Keeping every line intact, repeat the data word for word.

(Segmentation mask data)
____________________
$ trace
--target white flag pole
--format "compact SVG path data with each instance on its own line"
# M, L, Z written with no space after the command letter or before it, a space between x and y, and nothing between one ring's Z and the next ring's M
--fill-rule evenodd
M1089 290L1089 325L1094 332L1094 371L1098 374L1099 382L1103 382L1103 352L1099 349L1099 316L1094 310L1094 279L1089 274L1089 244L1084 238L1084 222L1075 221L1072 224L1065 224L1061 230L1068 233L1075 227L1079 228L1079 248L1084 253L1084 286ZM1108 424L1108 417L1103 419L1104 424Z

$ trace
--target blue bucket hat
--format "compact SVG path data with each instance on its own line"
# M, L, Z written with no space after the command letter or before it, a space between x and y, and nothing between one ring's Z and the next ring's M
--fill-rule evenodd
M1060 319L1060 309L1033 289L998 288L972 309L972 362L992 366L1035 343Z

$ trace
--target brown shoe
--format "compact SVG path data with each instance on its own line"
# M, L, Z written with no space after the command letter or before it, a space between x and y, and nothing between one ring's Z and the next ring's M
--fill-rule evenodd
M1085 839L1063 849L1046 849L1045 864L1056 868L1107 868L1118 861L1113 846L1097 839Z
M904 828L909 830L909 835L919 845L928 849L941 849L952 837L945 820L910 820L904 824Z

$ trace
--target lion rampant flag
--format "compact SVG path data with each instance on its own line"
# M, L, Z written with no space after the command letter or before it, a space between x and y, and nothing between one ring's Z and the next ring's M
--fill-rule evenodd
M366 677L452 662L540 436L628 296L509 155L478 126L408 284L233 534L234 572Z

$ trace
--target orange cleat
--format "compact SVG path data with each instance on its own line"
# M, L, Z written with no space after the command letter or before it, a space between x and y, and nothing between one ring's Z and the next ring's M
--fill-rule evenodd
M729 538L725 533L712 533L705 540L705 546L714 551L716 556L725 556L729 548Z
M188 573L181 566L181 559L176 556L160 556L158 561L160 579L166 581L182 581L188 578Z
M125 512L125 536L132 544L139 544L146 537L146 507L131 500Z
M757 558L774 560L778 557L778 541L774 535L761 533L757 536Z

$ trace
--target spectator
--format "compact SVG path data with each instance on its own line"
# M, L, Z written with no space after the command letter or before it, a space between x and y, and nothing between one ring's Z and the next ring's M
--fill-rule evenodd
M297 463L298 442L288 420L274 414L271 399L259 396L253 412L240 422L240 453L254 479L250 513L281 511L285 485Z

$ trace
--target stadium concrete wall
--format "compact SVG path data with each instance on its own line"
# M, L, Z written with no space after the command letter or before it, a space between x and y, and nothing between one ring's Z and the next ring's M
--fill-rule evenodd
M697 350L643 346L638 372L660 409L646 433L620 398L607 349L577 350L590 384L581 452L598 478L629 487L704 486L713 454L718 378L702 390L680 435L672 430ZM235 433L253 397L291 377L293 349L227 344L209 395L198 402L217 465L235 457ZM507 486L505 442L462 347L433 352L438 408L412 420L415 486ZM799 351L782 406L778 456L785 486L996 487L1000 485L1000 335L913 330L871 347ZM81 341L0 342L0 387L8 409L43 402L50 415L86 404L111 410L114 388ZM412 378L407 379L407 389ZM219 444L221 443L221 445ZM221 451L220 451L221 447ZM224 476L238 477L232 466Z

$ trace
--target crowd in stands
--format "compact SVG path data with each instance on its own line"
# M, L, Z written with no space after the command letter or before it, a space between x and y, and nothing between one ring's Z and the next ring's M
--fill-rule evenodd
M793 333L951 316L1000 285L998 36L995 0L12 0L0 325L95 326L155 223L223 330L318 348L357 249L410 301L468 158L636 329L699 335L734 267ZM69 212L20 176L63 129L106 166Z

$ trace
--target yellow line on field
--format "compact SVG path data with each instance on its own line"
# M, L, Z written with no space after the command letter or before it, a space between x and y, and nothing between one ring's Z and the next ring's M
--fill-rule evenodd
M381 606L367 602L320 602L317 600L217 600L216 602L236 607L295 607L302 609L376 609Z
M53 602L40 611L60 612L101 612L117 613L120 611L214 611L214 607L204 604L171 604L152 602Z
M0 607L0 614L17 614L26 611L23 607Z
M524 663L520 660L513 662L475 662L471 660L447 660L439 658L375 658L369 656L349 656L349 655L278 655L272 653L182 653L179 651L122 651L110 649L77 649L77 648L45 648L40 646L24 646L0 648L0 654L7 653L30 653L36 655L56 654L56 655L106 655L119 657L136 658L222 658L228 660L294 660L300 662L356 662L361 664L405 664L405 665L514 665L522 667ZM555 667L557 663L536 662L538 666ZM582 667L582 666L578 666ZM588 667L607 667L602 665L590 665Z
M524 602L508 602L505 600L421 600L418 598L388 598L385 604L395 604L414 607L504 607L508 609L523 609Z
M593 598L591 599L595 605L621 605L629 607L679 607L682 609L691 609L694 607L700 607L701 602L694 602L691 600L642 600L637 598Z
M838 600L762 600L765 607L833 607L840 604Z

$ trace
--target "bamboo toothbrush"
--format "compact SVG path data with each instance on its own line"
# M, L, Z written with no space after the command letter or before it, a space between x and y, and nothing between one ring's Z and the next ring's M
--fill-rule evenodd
____________________
#### [PROBLEM SOLUTION]
$ trace
--target white flag pole
--format "compact SVG path data with each instance on its own line"
# M, L, Z written with no space after the command letter or before it, a space between x and y, and nothing between one ring's Z and the next ring's M
--fill-rule evenodd
M1089 290L1089 325L1094 332L1094 371L1098 374L1099 382L1103 382L1103 352L1099 349L1099 316L1094 310L1094 279L1089 274L1089 244L1084 238L1084 222L1075 221L1072 224L1065 224L1061 230L1068 233L1075 227L1079 228L1079 248L1084 253L1084 286ZM1108 424L1108 417L1103 419L1104 424Z

$ trace
--target blue bucket hat
--format "compact SVG path data with each instance on its own line"
# M, L, Z written with no space after the command letter or before it, a space between x and y, and nothing between one ring's Z and the next ring's M
--fill-rule evenodd
M1060 319L1060 309L1033 289L998 288L972 309L972 362L992 366L1035 343Z

$ trace
--target brown shoe
--format "compact SVG path data with each instance on its own line"
# M, L, Z written with no space after the command letter or before it, a space between x and y, and nothing between one ring's Z and the next ring's M
--fill-rule evenodd
M1085 839L1063 849L1046 849L1045 864L1056 868L1107 868L1118 861L1113 846L1097 839Z
M904 828L909 830L909 835L919 845L928 849L941 849L952 837L945 820L910 820L904 824Z

$ trace
--target lion rampant flag
--format "compact SVG path data with each instance on its own line"
# M, L, Z written with no space after the command letter or before it, a space between x and y, and nothing between one ring's Z and the next ring's M
--fill-rule evenodd
M366 677L452 662L540 436L628 296L509 155L478 126L408 284L233 534L234 572Z

$ trace
--target orange cleat
--format "compact SVG path data with each instance on its own line"
# M, L, Z written with no space after the command letter or before it, a space between x and y, and nothing between one ring's Z and the next ring's M
--fill-rule evenodd
M729 538L725 533L712 533L705 540L705 546L714 551L716 556L725 556L729 548Z
M188 573L181 566L181 559L176 556L160 556L158 561L160 579L166 581L182 581L188 578Z
M125 512L125 536L132 544L139 544L146 537L146 507L131 500Z
M757 558L774 560L778 557L778 541L774 535L761 533L757 536Z

$ trace
--target spectator
--format "compact SVG path data with each instance on its own line"
# M, L, Z written with no space after the command letter or before it, a space between x and y, and nothing between one ring's Z and the next ring's M
--fill-rule evenodd
M297 463L298 442L288 420L274 414L271 399L259 396L253 412L240 422L240 453L254 479L250 513L281 511L285 485Z

$ trace
--target stadium concrete wall
--format "compact SVG path data with each instance on its own line"
# M, L, Z written with no space after the command letter or before it, a space between x and y, and nothing between one ring's Z and the next ring's M
--fill-rule evenodd
M697 350L643 346L638 372L660 409L646 433L620 398L607 349L577 350L590 384L581 452L598 478L629 487L704 486L713 454L718 378L702 390L680 435L672 430ZM235 433L253 397L291 377L293 349L227 344L209 395L198 402L217 465L235 457ZM507 486L505 442L462 347L433 352L438 408L412 420L415 486ZM799 351L782 406L778 456L785 486L996 487L1000 485L1000 335L913 330L871 347ZM81 341L0 342L0 387L8 409L43 402L50 415L86 404L111 410L114 388ZM412 378L407 379L407 389ZM219 444L221 443L221 445ZM221 451L220 451L221 447ZM224 476L238 477L232 466Z

$ trace
--target crowd in stands
--format "compact SVG path data with each instance on its own line"
# M, L, Z written with no space after the command letter or before it, a space between x and y, and nothing between one ring's Z and the next ring's M
--fill-rule evenodd
M793 333L951 316L1000 285L998 36L995 0L12 0L0 325L95 326L155 223L223 330L318 348L357 249L410 301L468 158L636 329L699 335L734 267ZM69 212L20 176L63 129L106 166Z

$ trace
--target yellow line on field
--format "compact SVG path data with each instance on its own line"
# M, L, Z written with no space after the command letter or before it, a space between x and y, and nothing between one ring's Z and the next ring's M
--fill-rule evenodd
M381 606L367 602L320 602L317 600L217 600L216 602L236 607L295 607L302 609L376 609Z
M53 602L40 611L60 612L101 612L117 613L120 611L214 611L214 607L204 604L171 604L152 602Z
M0 607L0 614L17 614L26 611L23 607Z
M524 663L520 660L513 662L475 662L471 660L447 660L439 658L375 658L369 656L349 656L349 655L278 655L272 653L182 653L179 651L122 651L110 649L77 649L77 648L45 648L40 646L24 646L0 648L0 654L7 653L30 653L36 655L56 654L56 655L106 655L119 657L136 658L222 658L228 660L294 660L300 662L356 662L361 664L405 664L405 665L514 665L522 667ZM555 667L557 663L536 662L538 666ZM582 667L582 666L578 666ZM588 667L607 667L602 665L590 665Z
M524 602L508 602L505 600L421 600L418 598L388 598L385 604L395 604L414 607L504 607L508 609L523 609Z
M593 598L591 599L595 605L621 605L629 607L679 607L682 609L691 609L694 607L700 607L701 602L694 602L691 600L642 600L637 598Z
M838 600L762 600L765 607L833 607L840 604Z

$ trace
--target "bamboo toothbrush"
--format "compact SVG path data with each instance on its own line"
# M, L, Z written with no space after the command letter or before it, a space between x and y, and nothing between one ring's Z and the next ring's M
--fill-rule evenodd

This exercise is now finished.